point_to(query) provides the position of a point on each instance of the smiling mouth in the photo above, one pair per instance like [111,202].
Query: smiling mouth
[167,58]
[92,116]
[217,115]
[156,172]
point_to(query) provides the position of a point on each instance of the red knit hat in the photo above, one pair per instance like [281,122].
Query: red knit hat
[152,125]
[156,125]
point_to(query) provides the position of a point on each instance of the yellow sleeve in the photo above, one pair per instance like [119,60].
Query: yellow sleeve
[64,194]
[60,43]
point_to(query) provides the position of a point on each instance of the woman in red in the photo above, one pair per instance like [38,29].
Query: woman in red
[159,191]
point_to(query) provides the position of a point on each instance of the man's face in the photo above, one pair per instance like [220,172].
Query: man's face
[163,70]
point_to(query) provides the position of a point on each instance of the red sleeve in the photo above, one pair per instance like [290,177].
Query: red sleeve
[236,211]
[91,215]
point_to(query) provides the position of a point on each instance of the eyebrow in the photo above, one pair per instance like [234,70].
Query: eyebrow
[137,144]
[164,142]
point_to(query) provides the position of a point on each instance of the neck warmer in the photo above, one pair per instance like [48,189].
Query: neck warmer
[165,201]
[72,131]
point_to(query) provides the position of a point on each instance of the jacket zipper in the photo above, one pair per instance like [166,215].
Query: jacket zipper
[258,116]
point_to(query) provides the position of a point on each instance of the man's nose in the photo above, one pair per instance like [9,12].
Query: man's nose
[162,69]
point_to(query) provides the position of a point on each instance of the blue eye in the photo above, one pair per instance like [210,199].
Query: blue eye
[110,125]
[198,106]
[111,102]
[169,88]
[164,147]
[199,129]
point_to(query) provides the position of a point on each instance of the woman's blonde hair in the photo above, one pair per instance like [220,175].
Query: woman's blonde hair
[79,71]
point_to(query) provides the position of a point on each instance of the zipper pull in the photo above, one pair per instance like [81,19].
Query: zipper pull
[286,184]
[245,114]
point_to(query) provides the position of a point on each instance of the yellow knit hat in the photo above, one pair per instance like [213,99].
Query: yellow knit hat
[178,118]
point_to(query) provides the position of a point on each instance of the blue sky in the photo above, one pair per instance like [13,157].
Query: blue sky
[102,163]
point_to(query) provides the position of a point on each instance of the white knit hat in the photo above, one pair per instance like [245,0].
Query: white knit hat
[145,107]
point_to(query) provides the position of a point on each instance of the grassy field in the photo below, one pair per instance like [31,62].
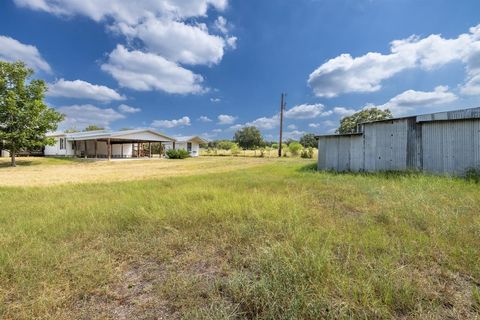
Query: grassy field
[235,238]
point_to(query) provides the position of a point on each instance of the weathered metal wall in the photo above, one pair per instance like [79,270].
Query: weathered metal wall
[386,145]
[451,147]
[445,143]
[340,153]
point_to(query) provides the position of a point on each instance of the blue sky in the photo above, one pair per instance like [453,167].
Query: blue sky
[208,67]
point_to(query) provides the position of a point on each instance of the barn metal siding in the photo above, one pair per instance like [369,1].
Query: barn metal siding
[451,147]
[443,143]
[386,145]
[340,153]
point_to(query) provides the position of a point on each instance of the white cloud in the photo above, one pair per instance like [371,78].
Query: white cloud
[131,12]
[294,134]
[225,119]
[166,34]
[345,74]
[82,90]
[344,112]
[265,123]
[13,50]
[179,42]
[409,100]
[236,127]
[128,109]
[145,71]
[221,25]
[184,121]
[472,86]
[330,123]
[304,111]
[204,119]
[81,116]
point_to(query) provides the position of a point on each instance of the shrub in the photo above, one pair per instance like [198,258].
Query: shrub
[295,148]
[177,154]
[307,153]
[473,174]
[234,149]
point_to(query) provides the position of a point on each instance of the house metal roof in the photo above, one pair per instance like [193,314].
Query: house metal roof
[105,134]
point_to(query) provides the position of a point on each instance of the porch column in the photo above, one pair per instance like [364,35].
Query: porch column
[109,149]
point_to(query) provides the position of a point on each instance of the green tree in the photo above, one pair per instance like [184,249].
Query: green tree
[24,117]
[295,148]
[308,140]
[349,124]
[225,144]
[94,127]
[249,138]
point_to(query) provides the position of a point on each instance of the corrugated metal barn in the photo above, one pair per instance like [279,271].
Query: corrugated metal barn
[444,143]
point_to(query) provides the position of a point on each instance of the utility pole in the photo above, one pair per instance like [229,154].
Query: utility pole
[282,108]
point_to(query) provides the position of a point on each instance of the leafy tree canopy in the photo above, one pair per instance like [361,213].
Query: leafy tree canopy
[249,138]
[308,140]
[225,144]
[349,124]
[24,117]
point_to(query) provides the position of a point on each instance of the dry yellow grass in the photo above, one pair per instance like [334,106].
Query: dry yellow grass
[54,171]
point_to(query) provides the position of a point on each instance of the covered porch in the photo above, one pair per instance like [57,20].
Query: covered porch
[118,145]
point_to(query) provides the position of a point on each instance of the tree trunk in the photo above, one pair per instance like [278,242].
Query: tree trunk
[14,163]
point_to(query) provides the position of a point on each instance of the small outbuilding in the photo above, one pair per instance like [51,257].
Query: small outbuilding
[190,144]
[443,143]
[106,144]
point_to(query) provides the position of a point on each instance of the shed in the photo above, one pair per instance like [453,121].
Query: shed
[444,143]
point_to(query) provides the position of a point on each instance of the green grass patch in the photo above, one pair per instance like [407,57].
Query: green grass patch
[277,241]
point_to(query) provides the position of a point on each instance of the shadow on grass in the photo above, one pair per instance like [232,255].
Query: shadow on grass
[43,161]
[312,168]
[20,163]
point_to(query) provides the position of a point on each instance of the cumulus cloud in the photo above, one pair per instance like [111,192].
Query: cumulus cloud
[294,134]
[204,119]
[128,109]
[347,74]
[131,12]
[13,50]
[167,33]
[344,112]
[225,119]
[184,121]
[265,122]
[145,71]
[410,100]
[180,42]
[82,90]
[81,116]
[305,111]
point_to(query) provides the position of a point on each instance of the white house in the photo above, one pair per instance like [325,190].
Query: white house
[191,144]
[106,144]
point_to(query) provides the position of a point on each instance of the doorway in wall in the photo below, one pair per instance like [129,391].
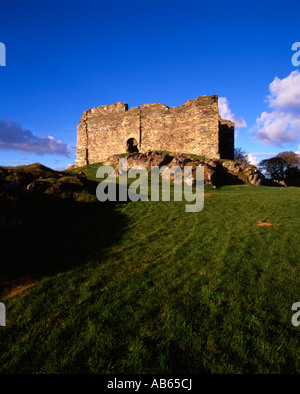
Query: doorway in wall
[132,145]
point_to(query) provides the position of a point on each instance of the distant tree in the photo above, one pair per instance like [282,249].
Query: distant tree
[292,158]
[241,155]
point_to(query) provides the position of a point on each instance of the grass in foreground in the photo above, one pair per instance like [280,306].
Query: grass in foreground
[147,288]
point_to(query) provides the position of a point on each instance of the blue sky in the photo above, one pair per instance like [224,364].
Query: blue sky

Instructions for the task:
Please retype the data exactly, everything from the line containing "instance like [280,306]." down to the end of the data.

Result:
point_to(query) provides the position of a point on each instance of the grass in foreground in the photo above, one pair per instance like [280,306].
Query: grass in foreground
[147,288]
point_to(query) provides the position of a point on each instance of the blue sky in the photo above, one pair per instance like [224,364].
Query: blue sky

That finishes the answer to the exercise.